__EXERCISE OBJECTIVE__: Quote every line below exactly and skip any picture.

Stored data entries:
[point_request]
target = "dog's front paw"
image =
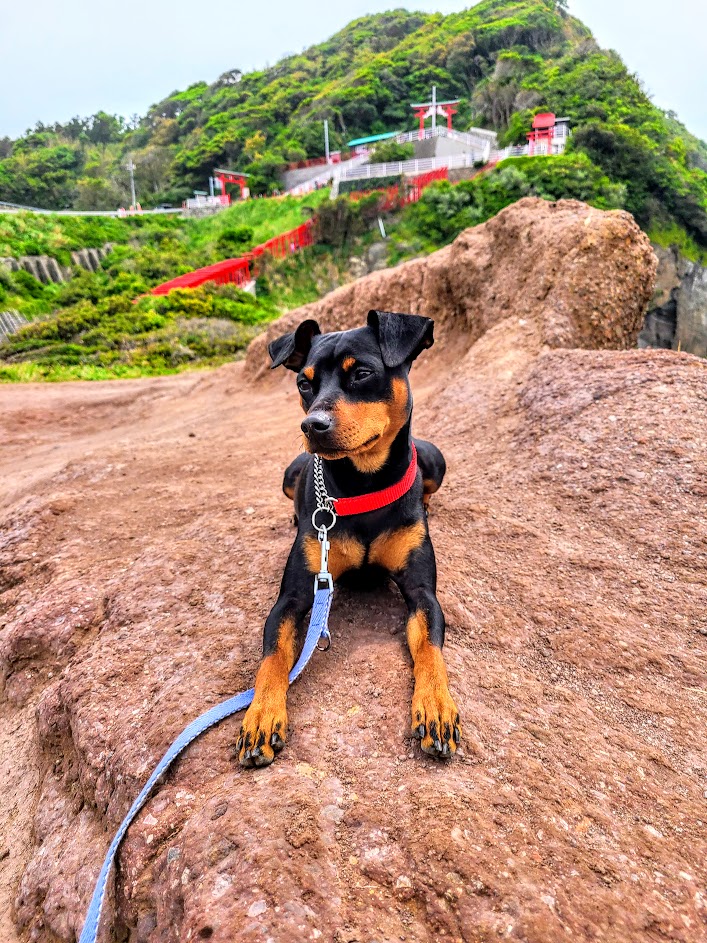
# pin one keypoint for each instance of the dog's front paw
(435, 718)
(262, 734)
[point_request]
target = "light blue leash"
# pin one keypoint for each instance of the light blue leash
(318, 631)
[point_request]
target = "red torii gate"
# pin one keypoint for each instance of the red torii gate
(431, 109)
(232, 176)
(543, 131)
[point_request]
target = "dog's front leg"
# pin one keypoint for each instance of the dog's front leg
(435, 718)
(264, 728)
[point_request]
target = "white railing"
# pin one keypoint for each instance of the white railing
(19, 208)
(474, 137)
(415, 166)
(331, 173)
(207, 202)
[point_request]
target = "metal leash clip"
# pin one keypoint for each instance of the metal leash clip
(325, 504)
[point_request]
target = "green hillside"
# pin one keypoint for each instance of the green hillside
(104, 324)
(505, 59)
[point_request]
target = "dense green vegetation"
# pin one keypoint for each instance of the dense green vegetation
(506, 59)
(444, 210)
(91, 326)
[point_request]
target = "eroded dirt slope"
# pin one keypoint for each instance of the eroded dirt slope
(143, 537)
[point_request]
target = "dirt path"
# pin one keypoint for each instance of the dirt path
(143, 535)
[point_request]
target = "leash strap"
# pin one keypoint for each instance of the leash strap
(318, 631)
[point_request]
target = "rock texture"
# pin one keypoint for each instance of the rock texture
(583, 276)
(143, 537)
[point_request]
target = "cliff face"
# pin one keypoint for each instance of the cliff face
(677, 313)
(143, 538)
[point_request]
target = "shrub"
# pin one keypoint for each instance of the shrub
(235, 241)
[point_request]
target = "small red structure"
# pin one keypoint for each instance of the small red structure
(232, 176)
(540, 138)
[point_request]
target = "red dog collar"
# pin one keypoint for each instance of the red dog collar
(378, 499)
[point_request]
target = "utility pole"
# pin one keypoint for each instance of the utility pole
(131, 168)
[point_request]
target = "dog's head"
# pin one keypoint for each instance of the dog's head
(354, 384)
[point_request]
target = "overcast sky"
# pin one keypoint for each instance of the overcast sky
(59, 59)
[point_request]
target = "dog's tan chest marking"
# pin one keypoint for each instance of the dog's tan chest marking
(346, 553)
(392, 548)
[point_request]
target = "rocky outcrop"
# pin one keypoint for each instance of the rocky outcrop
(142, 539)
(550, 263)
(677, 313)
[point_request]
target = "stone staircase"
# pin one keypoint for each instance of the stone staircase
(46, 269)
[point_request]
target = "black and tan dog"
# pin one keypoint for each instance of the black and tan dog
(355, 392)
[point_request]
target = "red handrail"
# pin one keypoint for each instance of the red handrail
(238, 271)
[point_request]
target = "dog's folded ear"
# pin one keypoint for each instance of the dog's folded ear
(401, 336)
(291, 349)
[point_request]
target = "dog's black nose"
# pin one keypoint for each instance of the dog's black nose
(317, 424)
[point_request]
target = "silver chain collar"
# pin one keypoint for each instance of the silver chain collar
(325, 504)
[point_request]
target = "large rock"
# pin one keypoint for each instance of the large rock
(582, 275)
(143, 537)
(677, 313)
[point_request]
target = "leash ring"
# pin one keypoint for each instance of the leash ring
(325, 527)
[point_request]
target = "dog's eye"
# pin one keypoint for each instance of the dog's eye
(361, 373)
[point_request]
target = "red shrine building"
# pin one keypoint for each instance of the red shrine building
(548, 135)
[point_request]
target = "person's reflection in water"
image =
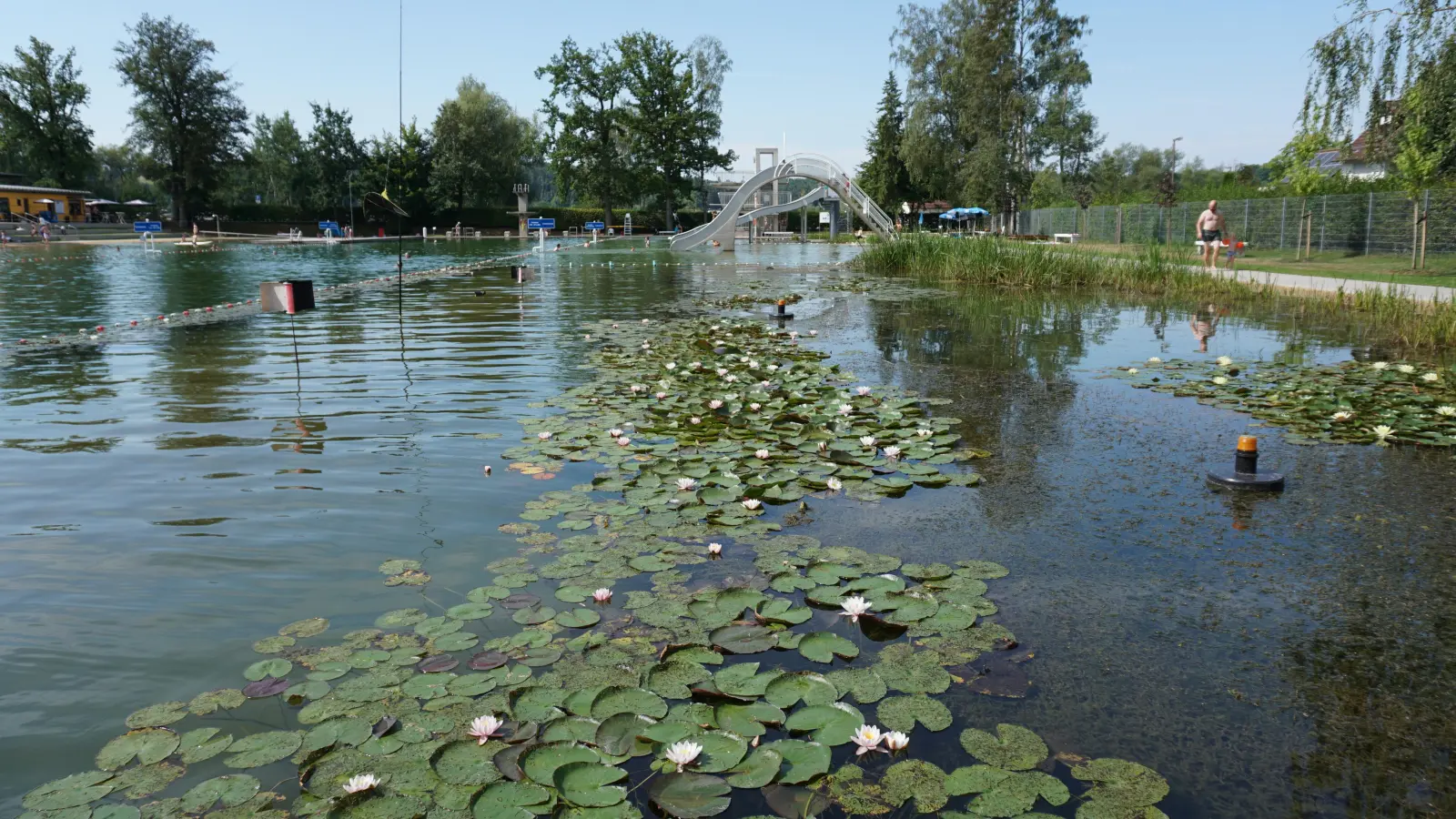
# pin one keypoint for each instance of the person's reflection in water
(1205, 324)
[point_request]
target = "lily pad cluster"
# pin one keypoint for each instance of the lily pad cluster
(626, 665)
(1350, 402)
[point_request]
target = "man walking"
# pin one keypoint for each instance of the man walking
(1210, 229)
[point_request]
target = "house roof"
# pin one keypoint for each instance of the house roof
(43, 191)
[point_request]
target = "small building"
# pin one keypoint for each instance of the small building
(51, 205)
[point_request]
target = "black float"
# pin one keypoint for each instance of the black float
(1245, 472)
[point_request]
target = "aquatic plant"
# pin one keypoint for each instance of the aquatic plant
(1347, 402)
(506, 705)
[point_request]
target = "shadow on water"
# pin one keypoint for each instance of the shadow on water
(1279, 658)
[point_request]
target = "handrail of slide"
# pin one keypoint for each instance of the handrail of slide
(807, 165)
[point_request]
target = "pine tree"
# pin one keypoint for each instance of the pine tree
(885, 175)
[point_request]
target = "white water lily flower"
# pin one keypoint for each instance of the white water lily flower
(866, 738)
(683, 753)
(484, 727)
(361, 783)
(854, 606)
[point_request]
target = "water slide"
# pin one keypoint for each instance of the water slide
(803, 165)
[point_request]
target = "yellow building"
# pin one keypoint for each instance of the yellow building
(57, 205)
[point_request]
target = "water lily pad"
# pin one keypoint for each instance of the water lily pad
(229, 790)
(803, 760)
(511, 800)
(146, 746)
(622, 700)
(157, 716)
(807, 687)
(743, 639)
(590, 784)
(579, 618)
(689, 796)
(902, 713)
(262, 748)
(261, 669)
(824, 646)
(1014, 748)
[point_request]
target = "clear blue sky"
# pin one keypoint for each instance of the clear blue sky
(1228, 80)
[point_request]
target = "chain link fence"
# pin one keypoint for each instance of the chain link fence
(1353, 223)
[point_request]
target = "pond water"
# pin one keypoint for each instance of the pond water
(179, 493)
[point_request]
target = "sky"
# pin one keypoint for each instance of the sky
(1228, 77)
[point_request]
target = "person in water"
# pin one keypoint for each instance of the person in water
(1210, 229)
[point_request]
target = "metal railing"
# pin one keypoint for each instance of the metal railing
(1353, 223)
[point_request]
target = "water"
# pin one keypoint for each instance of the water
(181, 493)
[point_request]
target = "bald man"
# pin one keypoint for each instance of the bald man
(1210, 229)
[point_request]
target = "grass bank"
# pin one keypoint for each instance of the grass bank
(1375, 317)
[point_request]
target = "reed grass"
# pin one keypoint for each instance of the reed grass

__ANSWER TO THIS EXERCISE__:
[point_request]
target = "dog's front paw"
image =
# pin one keypoint for each instance of the dog's front paw
(435, 718)
(262, 734)
[point_request]
target = "light blue leash"
# pin one keypoint for each instance of the light blue leash
(318, 631)
[point_request]
target = "red torii gate"
# pin one keypoint for each instance of the red torii gate
(431, 109)
(232, 176)
(543, 131)
[point_request]
target = "dog's front leg"
# pin one keypoint for each instance of the dog's front leg
(435, 718)
(264, 728)
[point_request]
target = "white railing"
# pin one keypoint for each instance of the white railing
(19, 208)
(474, 137)
(415, 166)
(331, 173)
(207, 202)
[point_request]
target = "metal leash clip"
# pin one keypoint for each instance of the metal leash clip
(325, 504)
[point_request]
target = "green hillside"
# pin one keypoint for each instance of the green hillside
(104, 324)
(505, 59)
[point_request]
target = "dense green vegetation"
# pin one keypoint for each instance of the dense green vegetation
(506, 59)
(444, 210)
(91, 326)
[point_request]
target = "eroded dirt slope"
# pin one keypoint for each instance of the eroded dirt slope
(143, 537)
[point_request]
target = "dirt path"
# pin one keypoint for each instance of the dirt path
(143, 535)
[point_request]
target = "leash strap"
# pin one keypoint for each instance of the leash strap
(318, 631)
[point_request]
target = "rock texture"
# pin one keypoint for each instance of the rock texture
(583, 276)
(143, 537)
[point_request]
target = "cliff face"
# pin one keypoint for each instance of the cliff face
(677, 313)
(143, 538)
[point_request]
target = "shrub"
# pin one keypoint for each instance of the shrub
(235, 241)
[point_request]
target = "small red structure"
# pin one keypoint for each instance of the small red structure
(232, 176)
(540, 138)
[point_request]
target = "red dog collar"
# pin one keypoint for each instance of the red dog collar
(378, 499)
[point_request]
target = "utility pole"
# pin one keypoint for each instance of the utility pole
(131, 168)
[point_request]
target = "dog's head"
# pin one keypoint for each instance of the dog's head
(354, 384)
[point_request]
target = "overcast sky"
# pin one keypoint for each instance of the overcast sky
(59, 59)
[point_request]
target = "dog's tan chest marking"
# pin one keypoint for each instance of the dog's tan chest marking
(346, 553)
(392, 548)
[point_request]
target = "rocky outcrop"
# pin one keypoint for each instance of the rocky outcrop
(142, 539)
(550, 263)
(677, 313)
[point_request]
target = "stone staircase"
# pin one keypoint for each instance of the stone staircase
(46, 269)
[point_request]
target = "black and tan dog"
# pin one keypoint for each instance of the black and tan dog
(355, 392)
[point_request]
target = "red handrail"
# pin one keypoint for each instance of the red handrail
(238, 271)
[point_request]
target = "dog's folded ear"
# pin one keypoint for each instance of the dog's folded ear
(401, 336)
(291, 349)
[point_request]
target = "dog's black nose"
# pin one keypoint for each instance of the dog's black nose
(317, 424)
[point_request]
target = "silver chain collar"
# pin one keypoint for each instance of the silver chain collar
(325, 504)
[point_request]
target = "large rock"
# pin one keypoint for each instance of the large rock
(582, 275)
(143, 537)
(677, 313)
[point_request]
target = "leash ring"
# pin one keypoint for each instance of the leash ring
(325, 527)
[point_request]
target = "dog's eye"
# pin one keypoint for each instance of the dog's eye
(361, 373)
[point_request]
target = "red shrine building"
# pin one keypoint for each instance of the red shrine building
(548, 135)
[point_request]
target = "person's reflection in water"
image =
# pin one keypoint for each instance of the person's reflection in water
(1205, 324)
[point_request]
target = "lily pad cluster"
# pin one keypoint for each instance of the lily pad cluster
(626, 665)
(1350, 402)
[point_request]
target = "man walking"
# pin one keypoint for each instance of the man walking
(1210, 229)
[point_request]
target = "house roof"
# pin one keypoint for each instance of the house roof
(43, 191)
[point_request]
target = "small building"
# pin one keypoint for each instance of the small building
(51, 205)
[point_request]
target = "black float"
# pin one keypoint for each instance of the black float
(1245, 472)
[point_request]
target = "aquatic plant"
# pin one keypoint for each instance of the aquatic plant
(1347, 402)
(506, 705)
[point_request]
target = "shadow on water"
# pin one keypoint for each instance of the shadow on water
(1279, 658)
[point_request]
target = "handrail of slide"
# pin one keypoint for each instance of the handrail of slide
(807, 165)
[point_request]
target = "pine tree"
# pin one keypoint for each instance of the pine tree
(885, 175)
[point_request]
target = "white water lily flower"
# pin one keypoint for each instance of the white water lily flower
(866, 738)
(683, 753)
(484, 727)
(361, 783)
(854, 606)
[point_request]
target = "water slide"
# pin one keypoint for each instance of the water slide
(803, 165)
[point_request]
target = "yellow building"
# pin one keypoint for each instance of the yellow building
(57, 205)
[point_request]
target = "water lily pad"
# pin one keypoint for each instance of the water lily pad
(229, 790)
(803, 760)
(511, 800)
(146, 746)
(622, 700)
(157, 716)
(807, 687)
(743, 639)
(590, 784)
(579, 618)
(689, 796)
(902, 713)
(262, 748)
(261, 669)
(824, 646)
(1014, 748)
[point_request]
target = "clear blue sky"
# pin one keypoint for each instance of the clear blue sky
(1228, 80)
[point_request]
target = "chain link fence"
# pin one keypoint for each instance of the chain link fence
(1353, 223)
[point_request]
target = "pond water"
# pin one keypoint for each instance of the pond water
(179, 493)
[point_request]
target = "sky"
# pin one keypoint for each instance of the sky
(1228, 77)
[point_request]
target = "person in water"
# pin one keypoint for each instance of the person in water
(1210, 229)
[point_request]
target = "metal railing"
# pin one keypoint for each instance of the metal railing
(1353, 223)
[point_request]
target = "water"
# pin one keypoint for each instance of the water
(181, 493)
[point_request]
target = "bald man"
# pin one keypoint for each instance of the bald man
(1210, 229)
[point_request]
target = "grass bank"
# pin one keypoint for each instance of the grass bank
(1375, 317)
[point_request]
target = "reed grass"
# pin one keypoint for each instance of the reed grass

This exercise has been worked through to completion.